** start of Data for this task **

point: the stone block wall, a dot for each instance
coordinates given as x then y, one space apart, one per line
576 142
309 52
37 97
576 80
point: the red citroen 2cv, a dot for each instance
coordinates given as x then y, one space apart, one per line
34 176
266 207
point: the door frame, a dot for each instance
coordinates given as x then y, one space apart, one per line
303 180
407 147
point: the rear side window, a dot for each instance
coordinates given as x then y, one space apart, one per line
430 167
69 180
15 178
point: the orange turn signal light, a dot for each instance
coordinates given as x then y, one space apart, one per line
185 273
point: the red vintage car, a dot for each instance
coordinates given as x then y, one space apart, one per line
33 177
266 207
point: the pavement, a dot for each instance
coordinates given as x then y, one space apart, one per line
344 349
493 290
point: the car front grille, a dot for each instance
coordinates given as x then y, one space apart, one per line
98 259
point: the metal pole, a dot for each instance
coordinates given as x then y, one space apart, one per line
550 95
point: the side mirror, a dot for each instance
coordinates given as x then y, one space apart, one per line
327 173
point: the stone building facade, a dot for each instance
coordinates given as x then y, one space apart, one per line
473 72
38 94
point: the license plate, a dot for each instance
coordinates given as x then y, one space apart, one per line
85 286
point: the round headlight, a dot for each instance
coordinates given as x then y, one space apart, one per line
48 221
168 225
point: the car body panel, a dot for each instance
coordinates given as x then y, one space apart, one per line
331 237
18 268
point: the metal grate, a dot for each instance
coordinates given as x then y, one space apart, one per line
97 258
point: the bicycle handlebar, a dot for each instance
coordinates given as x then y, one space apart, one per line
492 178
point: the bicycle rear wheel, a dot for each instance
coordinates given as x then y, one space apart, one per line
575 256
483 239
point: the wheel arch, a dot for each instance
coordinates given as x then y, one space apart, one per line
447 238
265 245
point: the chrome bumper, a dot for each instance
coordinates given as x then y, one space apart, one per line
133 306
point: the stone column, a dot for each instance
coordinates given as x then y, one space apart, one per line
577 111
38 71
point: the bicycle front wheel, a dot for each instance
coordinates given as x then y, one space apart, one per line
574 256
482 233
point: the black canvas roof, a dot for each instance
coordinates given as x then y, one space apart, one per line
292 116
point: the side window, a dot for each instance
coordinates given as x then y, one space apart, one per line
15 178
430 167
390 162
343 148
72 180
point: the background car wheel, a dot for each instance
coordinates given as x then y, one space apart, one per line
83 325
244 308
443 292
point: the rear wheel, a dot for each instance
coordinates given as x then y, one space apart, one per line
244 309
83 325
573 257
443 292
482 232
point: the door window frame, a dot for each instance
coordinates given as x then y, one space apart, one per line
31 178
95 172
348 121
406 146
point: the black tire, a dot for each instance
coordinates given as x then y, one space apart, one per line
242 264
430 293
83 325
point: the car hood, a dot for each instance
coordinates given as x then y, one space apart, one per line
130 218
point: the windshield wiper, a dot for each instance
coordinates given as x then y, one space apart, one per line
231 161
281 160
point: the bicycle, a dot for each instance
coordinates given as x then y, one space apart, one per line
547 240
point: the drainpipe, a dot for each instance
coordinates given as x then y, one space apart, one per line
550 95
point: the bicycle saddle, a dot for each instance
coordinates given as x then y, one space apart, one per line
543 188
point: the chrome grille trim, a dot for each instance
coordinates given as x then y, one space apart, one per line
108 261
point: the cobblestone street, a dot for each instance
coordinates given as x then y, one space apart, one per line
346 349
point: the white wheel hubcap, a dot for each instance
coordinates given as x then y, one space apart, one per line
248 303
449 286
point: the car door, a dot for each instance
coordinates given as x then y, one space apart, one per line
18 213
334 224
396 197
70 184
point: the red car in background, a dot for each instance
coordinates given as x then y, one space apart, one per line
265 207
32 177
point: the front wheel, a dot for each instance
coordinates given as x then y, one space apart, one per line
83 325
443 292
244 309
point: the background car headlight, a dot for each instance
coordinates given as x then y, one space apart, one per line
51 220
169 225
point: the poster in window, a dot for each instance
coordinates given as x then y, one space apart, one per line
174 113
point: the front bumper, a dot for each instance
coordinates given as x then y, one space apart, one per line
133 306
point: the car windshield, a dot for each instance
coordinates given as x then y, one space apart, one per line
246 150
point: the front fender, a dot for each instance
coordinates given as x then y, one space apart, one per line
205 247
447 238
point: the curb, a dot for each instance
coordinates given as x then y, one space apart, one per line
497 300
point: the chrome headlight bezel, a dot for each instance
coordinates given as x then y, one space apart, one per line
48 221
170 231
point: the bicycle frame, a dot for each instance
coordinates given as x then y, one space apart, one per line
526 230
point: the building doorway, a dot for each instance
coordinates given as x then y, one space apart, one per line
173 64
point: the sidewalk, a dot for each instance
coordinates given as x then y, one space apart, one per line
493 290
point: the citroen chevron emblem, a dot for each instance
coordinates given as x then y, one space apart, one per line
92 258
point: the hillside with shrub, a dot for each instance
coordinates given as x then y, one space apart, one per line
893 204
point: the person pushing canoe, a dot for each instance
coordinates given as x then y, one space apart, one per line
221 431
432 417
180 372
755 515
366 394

** end of Data for this task **

Work to complete | Copy each record from above exactly, and include every line.

Solution to the problem |
point: the stone block wall, a dot for each instance
coordinates given as x then y, one space apart, one per line
576 142
309 52
37 97
576 80
point: the red citroen 2cv, a dot for each instance
coordinates given as x then y, one space apart, one per line
34 176
266 207
point: the door frame, a dot for each instance
coordinates given as x then y, one space apart, one per line
303 180
407 147
point: the rear side window, a dot for each instance
coordinates given as x then y, one space apart, one per line
430 167
69 180
15 178
point: the orange turn signal light, a dot for each instance
coordinates given as x then y, one space apart, one per line
185 273
point: the red vintage car, a dot for each instance
coordinates given as x then y, one space apart, one per line
33 177
266 207
point: the pavement, a dot for each instance
coordinates given as x then y, one space apart, one per line
344 349
493 290
point: the car front grille, a dot for each instance
coordinates given as x then y, one space apart, one per line
98 259
point: the metal pole, a dot for each instance
coordinates given as x then y, one space apart, one per line
550 95
point: the side mirror, a dot for each instance
coordinates given as x then y, one space apart, one per line
327 173
point: the stone building facade, a dot for each instance
coordinates given as x then y, one space apart, one per line
473 72
38 94
point: the license plate, a dot for each instance
coordinates given as x then y, one space apart, one per line
85 286
point: the round headlight, a dot for each instance
coordinates given as x then y, one space apart, one per line
48 221
168 225
point: the car body panel, a dot for each instance
coordinates given as x then y, one space apart, one per line
331 237
18 268
point: the metal grate, a dot for each instance
coordinates given as x then y, one space apart, one per line
97 258
point: the bicycle handlebar, a dot for each instance
coordinates given as x then y, one space apart, one per line
492 178
point: the bicycle rear wheel, a dot for each instance
coordinates given as x then y, one space apart, one per line
575 256
483 239
point: the wheel arch, a dot for each instance
coordinates given as x then y, one space apart, one per line
447 238
265 245
point: the chrome bumper, a dot for each instance
coordinates given as x then y, one space apart, one per line
133 306
point: the stone column, a dot for each instance
coordinates given as x then y, one space apart, one per line
577 111
38 71
point: the bicycle front wheel, a dot for each instance
coordinates given as x then y, one space apart, one per line
574 256
482 233
point: the black canvas roof, a dot for each instance
coordinates given as x then y, one space apart, one per line
292 116
point: the side window, a dot for each instance
coordinates given as x then y, one space apart, one per line
15 178
430 167
390 162
343 148
72 180
point: the background car wheel, a dot for each instance
coordinates given as x then y, one space apart, one per line
83 325
244 308
443 292
point: the rear wheel, a dot for each instance
coordinates given as x then y, one space apart, one per line
244 309
83 325
573 257
443 292
482 232
point: the door window frame, a dot for each instance
coordinates given as x then y, one space apart, one per line
31 178
95 172
348 121
406 146
point: the black tire, a dot for each instance
coordinates given as x then y, one space apart, one per line
242 264
430 293
83 325
point: the car hood, a dot for each instance
coordinates given as x then y, one space apart, one per line
130 218
point: the windshield wiper, a dot for each instance
coordinates given as x then y, one space apart, one per line
231 161
281 160
point: the bicycle, a dot for each instance
coordinates given as x then y, one space apart, one per line
547 240
point: the drainpipe, a dot for each instance
coordinates given as x then y, one space apart, one per line
550 95
point: the bicycle saddle, a dot for each instance
coordinates given as x then y, one space apart, one per line
543 188
point: the chrome grille trim, a dot for each instance
coordinates given as x then y, one space apart, one per line
108 261
point: the cobblestone street, a dot for each instance
coordinates given as x then y, one space apart, one per line
346 349
point: the white wheel hubcap, a dot for each instance
coordinates given as x then y, one space apart, one per line
248 303
449 286
point: the car door, a dot for each instance
coordinates given as x then y, one space apart, one per line
18 213
334 224
396 197
70 184
point: the red car in background, a dot for each instance
coordinates given as x then y, one space apart, one per line
265 207
32 177
point: the front wheel, a dot for each instance
coordinates given as x then y, one space apart, one per line
83 325
443 292
244 309
point: the background car headlight, a dot for each instance
coordinates given as x then y, one space apart, one per line
51 220
169 225
point: the poster in window, a dot for each instance
coordinates given as x then y, one space apart, one per line
174 113
point: the front bumper, a dot for each instance
coordinates given as x then y, one space apart, one per line
133 306
point: the car windshield, a dot for each instance
coordinates given as x then y, one space apart, one per line
246 150
point: the front fender, a dot for each instance
coordinates given as x then y, one space apart, one per line
205 247
447 238
point: the curb, a dot for each instance
coordinates given as x then y, one space apart, one per line
497 300
point: the chrome headlight bezel, a dot for each instance
coordinates given as x then y, one space apart, one per line
48 221
170 231
point: the bicycle frame, a dot for each instance
coordinates given as x then y, one space apart, one per line
526 230
point: the building doorway, a dot for each instance
coordinates given as x then y, one space apart, one per line
173 64
point: the sidewalk, a dot for each instance
coordinates given as x then y, one space apart, one per line
493 290
point: the citroen chevron emblem, a dot for each instance
coordinates given as x then y, one space apart, one per line
92 258
point: the hillside with shrub, a dot for each instance
coordinates given as x then y, one space apart, one per line
893 204
point: the person pushing canoe, a dot for each instance
coordinates given as x then y, one space apart, one per line
221 431
432 417
180 372
755 515
366 394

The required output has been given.